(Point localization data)
Segment Open

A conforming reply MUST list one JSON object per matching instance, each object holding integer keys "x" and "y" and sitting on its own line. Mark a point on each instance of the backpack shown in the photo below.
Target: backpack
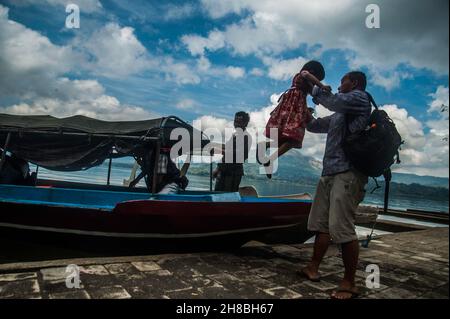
{"x": 374, "y": 150}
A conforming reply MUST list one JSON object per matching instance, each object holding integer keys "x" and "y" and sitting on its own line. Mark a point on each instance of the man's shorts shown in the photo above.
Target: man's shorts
{"x": 334, "y": 208}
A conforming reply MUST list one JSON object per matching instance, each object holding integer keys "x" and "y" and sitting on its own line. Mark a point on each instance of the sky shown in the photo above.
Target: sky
{"x": 204, "y": 60}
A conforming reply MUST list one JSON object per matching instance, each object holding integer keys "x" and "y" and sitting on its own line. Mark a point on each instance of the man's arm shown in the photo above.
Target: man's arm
{"x": 320, "y": 125}
{"x": 342, "y": 102}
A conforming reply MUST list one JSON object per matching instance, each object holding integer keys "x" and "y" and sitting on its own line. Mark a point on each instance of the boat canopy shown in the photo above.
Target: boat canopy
{"x": 79, "y": 142}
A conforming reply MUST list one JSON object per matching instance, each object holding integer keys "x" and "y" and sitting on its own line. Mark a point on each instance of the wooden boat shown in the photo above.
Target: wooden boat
{"x": 124, "y": 215}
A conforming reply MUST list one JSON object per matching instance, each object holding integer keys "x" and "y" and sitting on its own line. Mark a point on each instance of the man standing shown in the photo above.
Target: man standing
{"x": 229, "y": 172}
{"x": 341, "y": 187}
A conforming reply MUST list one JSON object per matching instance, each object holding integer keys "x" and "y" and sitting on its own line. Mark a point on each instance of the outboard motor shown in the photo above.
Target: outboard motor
{"x": 16, "y": 171}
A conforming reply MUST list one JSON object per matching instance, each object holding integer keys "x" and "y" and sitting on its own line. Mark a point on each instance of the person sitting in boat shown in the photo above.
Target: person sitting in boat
{"x": 169, "y": 179}
{"x": 229, "y": 172}
{"x": 15, "y": 171}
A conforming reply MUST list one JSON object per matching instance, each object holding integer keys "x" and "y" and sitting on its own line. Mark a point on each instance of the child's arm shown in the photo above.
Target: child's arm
{"x": 314, "y": 81}
{"x": 355, "y": 102}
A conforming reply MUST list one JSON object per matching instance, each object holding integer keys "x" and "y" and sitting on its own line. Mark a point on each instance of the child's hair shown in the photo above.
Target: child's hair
{"x": 315, "y": 68}
{"x": 360, "y": 78}
{"x": 244, "y": 115}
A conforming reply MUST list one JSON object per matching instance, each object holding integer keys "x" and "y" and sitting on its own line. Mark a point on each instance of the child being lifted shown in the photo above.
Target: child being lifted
{"x": 291, "y": 115}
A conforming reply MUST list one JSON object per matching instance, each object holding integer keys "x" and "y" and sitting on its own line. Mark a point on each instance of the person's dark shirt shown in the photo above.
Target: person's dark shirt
{"x": 236, "y": 153}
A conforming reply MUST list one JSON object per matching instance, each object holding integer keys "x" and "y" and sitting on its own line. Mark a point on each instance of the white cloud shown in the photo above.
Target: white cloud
{"x": 235, "y": 72}
{"x": 177, "y": 12}
{"x": 197, "y": 44}
{"x": 283, "y": 69}
{"x": 186, "y": 104}
{"x": 423, "y": 153}
{"x": 268, "y": 28}
{"x": 33, "y": 74}
{"x": 86, "y": 6}
{"x": 116, "y": 51}
{"x": 256, "y": 72}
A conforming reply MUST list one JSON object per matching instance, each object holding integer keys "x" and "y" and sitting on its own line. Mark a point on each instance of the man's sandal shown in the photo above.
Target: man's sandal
{"x": 353, "y": 294}
{"x": 303, "y": 274}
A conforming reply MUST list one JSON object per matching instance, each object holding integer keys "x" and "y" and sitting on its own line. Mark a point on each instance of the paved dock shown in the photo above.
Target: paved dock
{"x": 411, "y": 265}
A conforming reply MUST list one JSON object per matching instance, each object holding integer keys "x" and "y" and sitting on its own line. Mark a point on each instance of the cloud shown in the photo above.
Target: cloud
{"x": 186, "y": 104}
{"x": 86, "y": 6}
{"x": 176, "y": 12}
{"x": 423, "y": 153}
{"x": 115, "y": 51}
{"x": 283, "y": 69}
{"x": 235, "y": 72}
{"x": 440, "y": 98}
{"x": 268, "y": 28}
{"x": 33, "y": 75}
{"x": 256, "y": 72}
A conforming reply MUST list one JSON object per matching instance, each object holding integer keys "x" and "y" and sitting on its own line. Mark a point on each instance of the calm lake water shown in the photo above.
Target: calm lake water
{"x": 98, "y": 175}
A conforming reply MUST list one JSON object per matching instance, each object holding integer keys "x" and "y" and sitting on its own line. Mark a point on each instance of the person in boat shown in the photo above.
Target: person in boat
{"x": 15, "y": 171}
{"x": 229, "y": 172}
{"x": 169, "y": 179}
{"x": 341, "y": 187}
{"x": 291, "y": 114}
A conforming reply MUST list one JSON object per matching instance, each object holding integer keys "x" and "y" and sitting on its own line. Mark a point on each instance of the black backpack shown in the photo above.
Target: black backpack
{"x": 374, "y": 150}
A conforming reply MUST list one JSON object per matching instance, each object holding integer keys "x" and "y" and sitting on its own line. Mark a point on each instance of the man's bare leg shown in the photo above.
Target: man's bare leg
{"x": 350, "y": 255}
{"x": 321, "y": 244}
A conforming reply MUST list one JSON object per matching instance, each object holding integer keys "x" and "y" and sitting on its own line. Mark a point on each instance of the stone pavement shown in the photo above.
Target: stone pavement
{"x": 412, "y": 265}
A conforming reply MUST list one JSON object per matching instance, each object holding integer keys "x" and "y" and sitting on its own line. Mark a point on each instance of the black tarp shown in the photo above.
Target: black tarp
{"x": 78, "y": 142}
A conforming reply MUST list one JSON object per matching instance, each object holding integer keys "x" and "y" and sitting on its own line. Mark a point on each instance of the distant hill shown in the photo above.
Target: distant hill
{"x": 421, "y": 180}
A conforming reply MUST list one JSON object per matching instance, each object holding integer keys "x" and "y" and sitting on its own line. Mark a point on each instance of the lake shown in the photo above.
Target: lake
{"x": 98, "y": 175}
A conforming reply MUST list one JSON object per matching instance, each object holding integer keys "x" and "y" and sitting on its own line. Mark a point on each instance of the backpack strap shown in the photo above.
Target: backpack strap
{"x": 371, "y": 100}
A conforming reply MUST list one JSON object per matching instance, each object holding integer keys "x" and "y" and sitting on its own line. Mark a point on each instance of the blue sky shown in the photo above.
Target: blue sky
{"x": 208, "y": 59}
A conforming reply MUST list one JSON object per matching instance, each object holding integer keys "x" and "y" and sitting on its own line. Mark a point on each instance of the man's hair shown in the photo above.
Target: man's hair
{"x": 358, "y": 77}
{"x": 316, "y": 68}
{"x": 244, "y": 115}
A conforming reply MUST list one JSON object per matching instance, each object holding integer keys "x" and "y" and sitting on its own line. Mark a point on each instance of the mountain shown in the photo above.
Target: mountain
{"x": 409, "y": 179}
{"x": 296, "y": 168}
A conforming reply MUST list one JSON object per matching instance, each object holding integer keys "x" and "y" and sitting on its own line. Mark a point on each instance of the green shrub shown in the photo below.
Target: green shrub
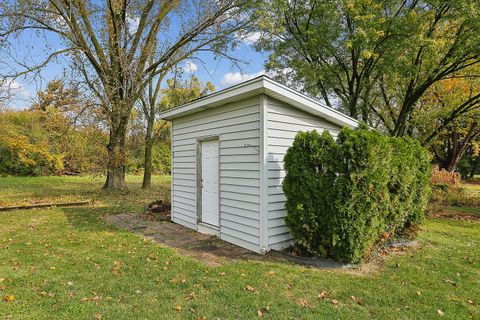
{"x": 345, "y": 196}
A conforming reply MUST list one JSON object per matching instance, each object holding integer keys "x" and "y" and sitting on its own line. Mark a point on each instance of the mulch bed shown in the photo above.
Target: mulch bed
{"x": 157, "y": 211}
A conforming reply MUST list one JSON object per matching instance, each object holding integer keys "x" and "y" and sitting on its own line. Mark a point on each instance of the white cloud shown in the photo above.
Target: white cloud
{"x": 190, "y": 67}
{"x": 231, "y": 78}
{"x": 251, "y": 38}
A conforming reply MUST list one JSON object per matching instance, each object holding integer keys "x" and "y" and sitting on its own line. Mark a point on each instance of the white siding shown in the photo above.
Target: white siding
{"x": 283, "y": 124}
{"x": 236, "y": 125}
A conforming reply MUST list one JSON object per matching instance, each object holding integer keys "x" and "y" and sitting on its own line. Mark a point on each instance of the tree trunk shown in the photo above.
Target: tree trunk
{"x": 117, "y": 156}
{"x": 474, "y": 167}
{"x": 450, "y": 163}
{"x": 147, "y": 174}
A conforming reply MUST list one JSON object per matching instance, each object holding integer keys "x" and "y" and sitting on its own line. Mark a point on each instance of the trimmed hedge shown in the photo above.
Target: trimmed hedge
{"x": 345, "y": 196}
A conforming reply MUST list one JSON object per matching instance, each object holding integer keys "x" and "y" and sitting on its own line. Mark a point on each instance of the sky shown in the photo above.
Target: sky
{"x": 221, "y": 72}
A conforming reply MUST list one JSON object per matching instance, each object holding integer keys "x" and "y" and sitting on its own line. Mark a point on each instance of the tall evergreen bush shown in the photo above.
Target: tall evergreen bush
{"x": 345, "y": 196}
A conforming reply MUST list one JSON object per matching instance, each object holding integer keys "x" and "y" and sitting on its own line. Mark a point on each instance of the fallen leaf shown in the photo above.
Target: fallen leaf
{"x": 251, "y": 289}
{"x": 304, "y": 303}
{"x": 190, "y": 296}
{"x": 450, "y": 281}
{"x": 357, "y": 300}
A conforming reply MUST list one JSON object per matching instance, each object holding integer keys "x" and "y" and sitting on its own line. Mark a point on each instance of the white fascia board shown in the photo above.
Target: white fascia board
{"x": 308, "y": 104}
{"x": 257, "y": 86}
{"x": 239, "y": 92}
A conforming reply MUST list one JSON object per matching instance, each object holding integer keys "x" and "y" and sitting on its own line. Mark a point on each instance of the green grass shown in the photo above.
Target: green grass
{"x": 69, "y": 264}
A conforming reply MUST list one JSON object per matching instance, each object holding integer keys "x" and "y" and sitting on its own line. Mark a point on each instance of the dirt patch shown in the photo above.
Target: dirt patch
{"x": 206, "y": 248}
{"x": 157, "y": 211}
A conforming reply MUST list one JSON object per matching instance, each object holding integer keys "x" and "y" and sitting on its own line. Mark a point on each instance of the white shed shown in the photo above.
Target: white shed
{"x": 228, "y": 151}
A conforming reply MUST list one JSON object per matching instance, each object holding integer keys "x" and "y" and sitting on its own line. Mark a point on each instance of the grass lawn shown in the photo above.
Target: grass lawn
{"x": 69, "y": 264}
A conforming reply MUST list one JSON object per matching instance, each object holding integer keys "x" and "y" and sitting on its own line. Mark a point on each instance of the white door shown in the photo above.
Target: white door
{"x": 209, "y": 182}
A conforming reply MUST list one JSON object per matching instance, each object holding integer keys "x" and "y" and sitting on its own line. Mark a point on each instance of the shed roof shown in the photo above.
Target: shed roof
{"x": 257, "y": 86}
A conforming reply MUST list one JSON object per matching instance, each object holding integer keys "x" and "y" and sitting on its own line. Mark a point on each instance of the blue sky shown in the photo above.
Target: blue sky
{"x": 221, "y": 72}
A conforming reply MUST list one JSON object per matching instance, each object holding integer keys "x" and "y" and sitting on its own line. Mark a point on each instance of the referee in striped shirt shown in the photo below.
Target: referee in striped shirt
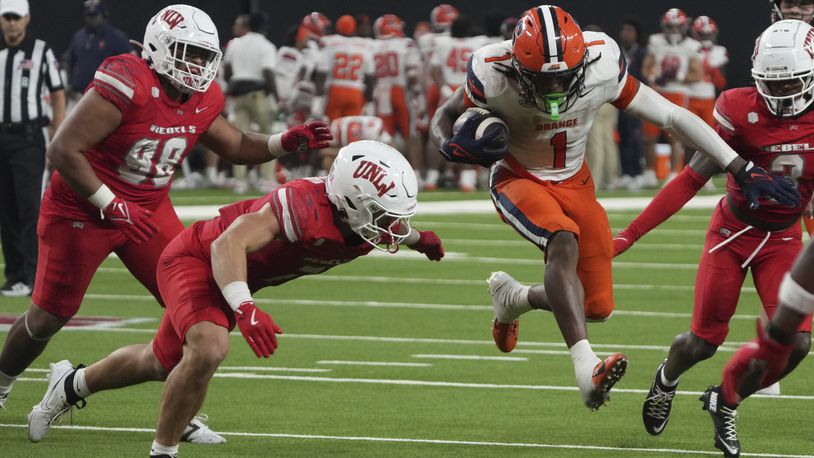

Segment Closed

(WORK ITEM) The answer must consist of every line from the data that holds the string "referee".

(TASK RESPONSE)
A conforming reply MUST list one JSON object per matching instance, each object holding integer keys "x" and "y" and sitting on its own line. Mark a point on each instance of the referee in striped shirt shown in the photo below.
Target: referee in striped shirt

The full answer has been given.